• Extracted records
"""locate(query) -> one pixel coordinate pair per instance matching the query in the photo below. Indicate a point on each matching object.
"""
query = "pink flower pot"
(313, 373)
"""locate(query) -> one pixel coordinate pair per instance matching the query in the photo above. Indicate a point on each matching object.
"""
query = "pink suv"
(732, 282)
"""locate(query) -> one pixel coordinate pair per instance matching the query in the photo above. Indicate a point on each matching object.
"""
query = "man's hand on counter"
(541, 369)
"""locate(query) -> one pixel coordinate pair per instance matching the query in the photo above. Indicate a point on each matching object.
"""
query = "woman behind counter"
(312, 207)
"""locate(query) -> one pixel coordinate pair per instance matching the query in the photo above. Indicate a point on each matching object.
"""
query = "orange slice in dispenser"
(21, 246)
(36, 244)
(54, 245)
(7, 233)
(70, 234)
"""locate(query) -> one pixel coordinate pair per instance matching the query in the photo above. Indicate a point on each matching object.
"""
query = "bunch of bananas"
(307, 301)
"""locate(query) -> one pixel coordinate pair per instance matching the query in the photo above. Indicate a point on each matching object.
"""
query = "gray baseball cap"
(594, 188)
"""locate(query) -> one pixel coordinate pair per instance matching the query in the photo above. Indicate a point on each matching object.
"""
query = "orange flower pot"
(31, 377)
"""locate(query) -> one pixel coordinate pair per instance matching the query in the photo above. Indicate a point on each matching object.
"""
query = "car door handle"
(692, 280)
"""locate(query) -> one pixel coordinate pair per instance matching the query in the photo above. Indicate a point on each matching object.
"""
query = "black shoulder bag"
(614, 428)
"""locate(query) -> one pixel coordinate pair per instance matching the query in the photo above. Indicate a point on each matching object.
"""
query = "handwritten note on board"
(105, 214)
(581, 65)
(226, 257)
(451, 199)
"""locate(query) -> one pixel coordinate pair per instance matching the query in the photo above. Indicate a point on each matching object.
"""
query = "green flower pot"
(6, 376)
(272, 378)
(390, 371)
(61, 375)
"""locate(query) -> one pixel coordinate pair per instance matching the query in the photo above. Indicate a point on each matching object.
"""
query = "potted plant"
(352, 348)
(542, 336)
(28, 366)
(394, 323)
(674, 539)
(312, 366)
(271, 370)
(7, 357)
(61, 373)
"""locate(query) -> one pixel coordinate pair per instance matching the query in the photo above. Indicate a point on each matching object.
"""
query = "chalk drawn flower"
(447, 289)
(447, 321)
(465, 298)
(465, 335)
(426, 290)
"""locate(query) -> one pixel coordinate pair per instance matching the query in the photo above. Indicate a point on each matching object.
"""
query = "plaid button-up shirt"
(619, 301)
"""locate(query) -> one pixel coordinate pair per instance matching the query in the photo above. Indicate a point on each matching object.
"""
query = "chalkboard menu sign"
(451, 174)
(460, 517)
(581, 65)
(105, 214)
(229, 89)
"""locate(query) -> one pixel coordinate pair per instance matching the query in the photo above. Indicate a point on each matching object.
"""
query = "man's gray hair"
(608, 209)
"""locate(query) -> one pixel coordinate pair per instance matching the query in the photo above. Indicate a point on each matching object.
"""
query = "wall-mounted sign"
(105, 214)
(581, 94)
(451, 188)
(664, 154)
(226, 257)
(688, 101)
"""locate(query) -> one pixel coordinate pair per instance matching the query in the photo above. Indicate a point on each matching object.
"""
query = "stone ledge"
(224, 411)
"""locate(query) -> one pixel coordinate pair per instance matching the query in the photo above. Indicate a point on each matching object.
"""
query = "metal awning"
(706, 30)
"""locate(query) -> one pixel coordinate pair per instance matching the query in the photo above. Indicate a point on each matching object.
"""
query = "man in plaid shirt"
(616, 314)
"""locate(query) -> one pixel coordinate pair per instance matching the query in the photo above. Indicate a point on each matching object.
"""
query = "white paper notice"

• WHAT THE TASK ASKS
Copy the records exactly, keeping every word in place.

• SOLVED PROBLEM
"""locate(query) -> one pixel coordinate pair per instance matching the query in the photo below. Indicate a point on each matching object.
"""
query = "pink flower pot"
(313, 373)
"""locate(query) -> one pixel coordinate pair per instance matching the query in the photo above. Indicate a point on each matching object.
"""
query = "pink suv"
(732, 282)
"""locate(query) -> one pixel coordinate pair per instance matching the query in the photo above. Indicate a point on each matching object.
"""
query = "man's hand on counter"
(541, 369)
"""locate(query) -> one pixel coordinate pair per instance matching the query in the photo above. Indicate a point on each matching object.
"""
query = "woman behind counter"
(312, 207)
"""locate(query) -> one pixel coordinate pair per instance matching the query in the photo above. Indicate a point on each matching object.
"""
query = "orange slice in dispenser"
(21, 246)
(36, 244)
(54, 245)
(7, 233)
(70, 234)
"""locate(query) -> one pixel coordinate pair per instance matching the query in the photo above. Indicate a point on each matching object.
"""
query = "bunch of bananas"
(307, 301)
"""locate(query) -> one pixel coordinate pair per instance matching the query in the photo above. Indicate a point on each matching object.
"""
query = "gray baseball cap"
(594, 188)
"""locate(query) -> one pixel coordinate pair per instance matching the query in the photo above. Indicate a point on each matching object.
"""
query = "orange flower pot"
(31, 377)
"""locate(query) -> one pixel coordinate pair per instance matching the query in the photo above. Indicate a point on each matching object.
"""
query = "car door handle"
(692, 280)
"""locate(query) -> one pixel coordinate pair per instance matching the query in the photo above. Indicate a point on each matching object.
"""
query = "black shoulder bag"
(614, 428)
"""locate(query) -> one pixel coordinate pair per instance matching the query in the photo above. Indicate a point on each matching object.
"""
query = "handwritten note on board"
(105, 214)
(581, 65)
(226, 257)
(451, 199)
"""locate(query) -> one pixel coordinate pair per instance matching the query in the photo above. Indicate a point on each matching object.
"""
query = "green flower pot"
(6, 376)
(272, 378)
(390, 371)
(61, 375)
"""locate(query) -> one pixel coordinate pair per instance matching the query in the photo above. Indicate a point on each matching object.
"""
query = "potted plant"
(352, 348)
(542, 336)
(28, 366)
(394, 323)
(674, 539)
(312, 366)
(271, 370)
(7, 357)
(61, 373)
"""locate(query) -> one pixel coordinate pair per instance matching the query in the photo above. Indicate a point on each matching object.
"""
query = "chalk drawn flower"
(447, 289)
(447, 321)
(465, 298)
(465, 335)
(426, 290)
"""locate(query) -> one pixel coordinate pair per instance matching the query in the photo above. Indicate a point on each matching object.
"""
query = "plaid button-up shirt"
(619, 301)
"""locate(query) -> one pixel coordinate pair per instance matching the query in the photo above. Indicate a point on each matching object.
"""
query = "chalkboard menu sign"
(451, 174)
(460, 517)
(581, 65)
(105, 214)
(229, 89)
"""locate(query) -> one pixel coordinate pair per instance matching the query in the photo above. Indicate a point on each matching object.
"""
query = "man's gray hair"
(608, 209)
"""locate(query) -> one pixel coordinate pair per instance matching the query in the photo above. Indicate a point on each matching object.
"""
query = "wall-mounted sign"
(105, 214)
(581, 94)
(451, 188)
(664, 154)
(226, 257)
(688, 101)
"""locate(query) -> one pixel coordinate pair per instance matching the query in the photo above. Indicate a point on each matching object.
"""
query = "stone ledge"
(224, 411)
"""locate(query) -> one pixel coordinate pair per instance matching the query in the photo above. Indicate a point on each matching object.
"""
query = "metal awning"
(706, 30)
"""locate(query) -> one pixel coordinate pair per instance matching the query in the photo above. Indicate a point on each matching object.
"""
query = "man in plaid shirt"
(616, 314)
"""locate(query) -> one pixel coordinate pair per instance matching the query in the photo above. Indicate a point on each matching object.
"""
query = "white paper notice"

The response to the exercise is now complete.